WHAT THE TASK ASKS: Give back all the data exactly as it was written.

EXERCISE DATA:
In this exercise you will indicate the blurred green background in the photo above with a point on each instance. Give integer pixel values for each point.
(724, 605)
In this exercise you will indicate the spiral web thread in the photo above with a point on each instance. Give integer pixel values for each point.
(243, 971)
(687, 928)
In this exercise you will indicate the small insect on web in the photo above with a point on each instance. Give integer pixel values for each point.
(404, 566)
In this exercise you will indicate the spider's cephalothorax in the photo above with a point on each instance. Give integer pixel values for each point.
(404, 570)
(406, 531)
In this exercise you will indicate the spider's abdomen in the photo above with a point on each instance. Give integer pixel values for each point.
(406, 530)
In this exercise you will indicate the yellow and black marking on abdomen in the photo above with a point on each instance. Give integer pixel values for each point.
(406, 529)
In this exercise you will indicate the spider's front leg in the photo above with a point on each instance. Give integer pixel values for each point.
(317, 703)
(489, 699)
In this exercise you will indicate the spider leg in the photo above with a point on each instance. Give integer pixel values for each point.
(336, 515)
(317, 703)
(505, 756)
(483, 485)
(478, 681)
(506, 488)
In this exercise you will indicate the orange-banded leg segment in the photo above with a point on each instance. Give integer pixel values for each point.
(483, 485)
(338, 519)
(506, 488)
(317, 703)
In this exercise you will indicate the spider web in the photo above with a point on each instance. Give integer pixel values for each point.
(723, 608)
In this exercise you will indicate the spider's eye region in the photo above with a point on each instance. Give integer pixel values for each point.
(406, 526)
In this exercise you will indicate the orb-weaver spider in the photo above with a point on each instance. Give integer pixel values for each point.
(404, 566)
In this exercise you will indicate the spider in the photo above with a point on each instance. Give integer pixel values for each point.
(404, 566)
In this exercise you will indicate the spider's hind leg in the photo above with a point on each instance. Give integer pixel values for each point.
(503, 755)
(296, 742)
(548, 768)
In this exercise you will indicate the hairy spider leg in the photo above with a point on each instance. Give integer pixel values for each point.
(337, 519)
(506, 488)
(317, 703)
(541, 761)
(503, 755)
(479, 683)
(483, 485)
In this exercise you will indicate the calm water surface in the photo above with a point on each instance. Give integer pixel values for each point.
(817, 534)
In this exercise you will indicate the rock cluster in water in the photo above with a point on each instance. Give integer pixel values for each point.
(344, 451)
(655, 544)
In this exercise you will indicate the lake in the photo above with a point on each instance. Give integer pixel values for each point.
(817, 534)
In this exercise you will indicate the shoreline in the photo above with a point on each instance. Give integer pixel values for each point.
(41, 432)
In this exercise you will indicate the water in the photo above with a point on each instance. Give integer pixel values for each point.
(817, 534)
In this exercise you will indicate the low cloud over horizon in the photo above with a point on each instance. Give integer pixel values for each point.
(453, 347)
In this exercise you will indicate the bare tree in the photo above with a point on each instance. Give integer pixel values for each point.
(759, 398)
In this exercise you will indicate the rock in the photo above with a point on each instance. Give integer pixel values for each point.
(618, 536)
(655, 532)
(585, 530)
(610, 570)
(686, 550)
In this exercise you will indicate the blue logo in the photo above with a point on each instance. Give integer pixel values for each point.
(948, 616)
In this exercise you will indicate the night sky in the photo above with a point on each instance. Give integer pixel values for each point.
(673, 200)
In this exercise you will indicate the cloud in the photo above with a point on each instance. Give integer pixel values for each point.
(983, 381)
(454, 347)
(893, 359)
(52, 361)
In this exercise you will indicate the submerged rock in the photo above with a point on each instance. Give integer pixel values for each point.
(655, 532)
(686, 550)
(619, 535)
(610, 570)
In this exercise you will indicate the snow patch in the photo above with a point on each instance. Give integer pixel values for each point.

ANSWER SECTION:
In this exercise you will indicate the blurred green background in the photo above with a point on each instance. Give integer pixel values for each point.
(724, 605)
In this exercise you will indicate the spiral web thread in the photo above with a point on each instance. Give integer pixel values for each point.
(243, 971)
(687, 928)
In this exercise you will indicate the small insect on web in the photo above with a point on each instance. Give integer pixel values for each point.
(404, 566)
In this exercise you will indicate the spider's cephalothorax in the photo above with a point on each instance. Give integer pixel values for each point.
(404, 570)
(406, 531)
In this exercise you will indicate the spider's abdomen in the photo above with a point on each instance. Give integer pixel values for each point.
(406, 530)
In this exercise you will indicate the yellow and black marking on abdomen in the photo above with a point on each instance. Give integer pixel values for each point.
(406, 529)
In this exercise you will indicate the spider's front leg in the photo above with a point on each instance. Give integer pixel values for each point.
(317, 703)
(489, 699)
In this exercise you will indicate the spider leg in the photo above with a point on each instance. Give integer pixel values for each point.
(336, 515)
(317, 703)
(505, 756)
(483, 485)
(478, 681)
(506, 488)
In this exercise you will indicate the orange-banded leg segment in the photo above with a point on each instance. Give integer pixel values for each point.
(483, 485)
(338, 519)
(506, 488)
(317, 703)
In this exercise you will indicate the spider web in the photo above with a point on each instance. Give integer pixel values for each point.
(723, 608)
In this exercise you will indicate the spider's eye region in the photo above with a point on each instance. Give integer pixel values for each point.
(406, 526)
In this exercise you will indicate the orb-weaver spider in the photo above with a point on each instance. Give integer pixel values for each point.
(404, 566)
In this exercise you will indicate the spider in the photo above with a point on each instance. Give integer pixel values for each point.
(404, 566)
In this exercise you will indicate the spider's hind leg in the photo above with a point on each instance. Give integer pixel values for each point.
(503, 755)
(296, 742)
(548, 768)
In this exercise you will indicate the hairy spider leg in the photo above with a point on each instance. Give integer pixel values for each point.
(337, 519)
(506, 488)
(317, 703)
(541, 761)
(503, 755)
(479, 683)
(483, 485)
In this exercise you will indicate the calm water surface in the photo above with a point on each instance. Give integer pixel values for each point.
(817, 534)
In this exercise you will indicate the rock cluster in water in the photo above with a point on each instance. Give integer pixel values for each point.
(344, 451)
(655, 544)
In this exercise you will indicate the lake in the photo above with a point on each instance. Give integer pixel values for each point.
(817, 534)
In this exercise you will indicate the shoreline in the photo above with a point on each instance. Give integer pixel values for each point.
(41, 432)
In this exercise you will indicate the water in the photo above with a point on each instance. Give integer pixel values for each point.
(817, 534)
In this exercise you will indicate the low cloud over horizon in the photo above with a point on each instance. Give integer pixel values for each point.
(453, 347)
In this exercise you will indicate the bare tree in the photo above with a point on each instance. Give integer pixel values for each point.
(759, 398)
In this exercise you will indicate the rock in the photo above with a point on each instance. Give integer pixel values for each point.
(618, 536)
(655, 532)
(585, 530)
(610, 570)
(686, 550)
In this exercise you will indicate the blue logo in the photo above with a point on each instance. Give integer pixel values for each point.
(948, 616)
In this exercise you will indicate the night sky in the photo above with a point on each instance. Give integer pixel values for each point.
(673, 200)
In this exercise you will indicate the cloud in the photo above with a point on each instance. Give integer pixel values for each point.
(983, 381)
(454, 347)
(893, 359)
(52, 361)
In this exercise you will indicate the submerged rock in the photo above with a point on each instance. Give integer pixel values for each point.
(655, 532)
(686, 550)
(619, 535)
(610, 570)
In this exercise you will indicate the snow patch in the photo above with a point on each instance. Give integer pixel values for each point.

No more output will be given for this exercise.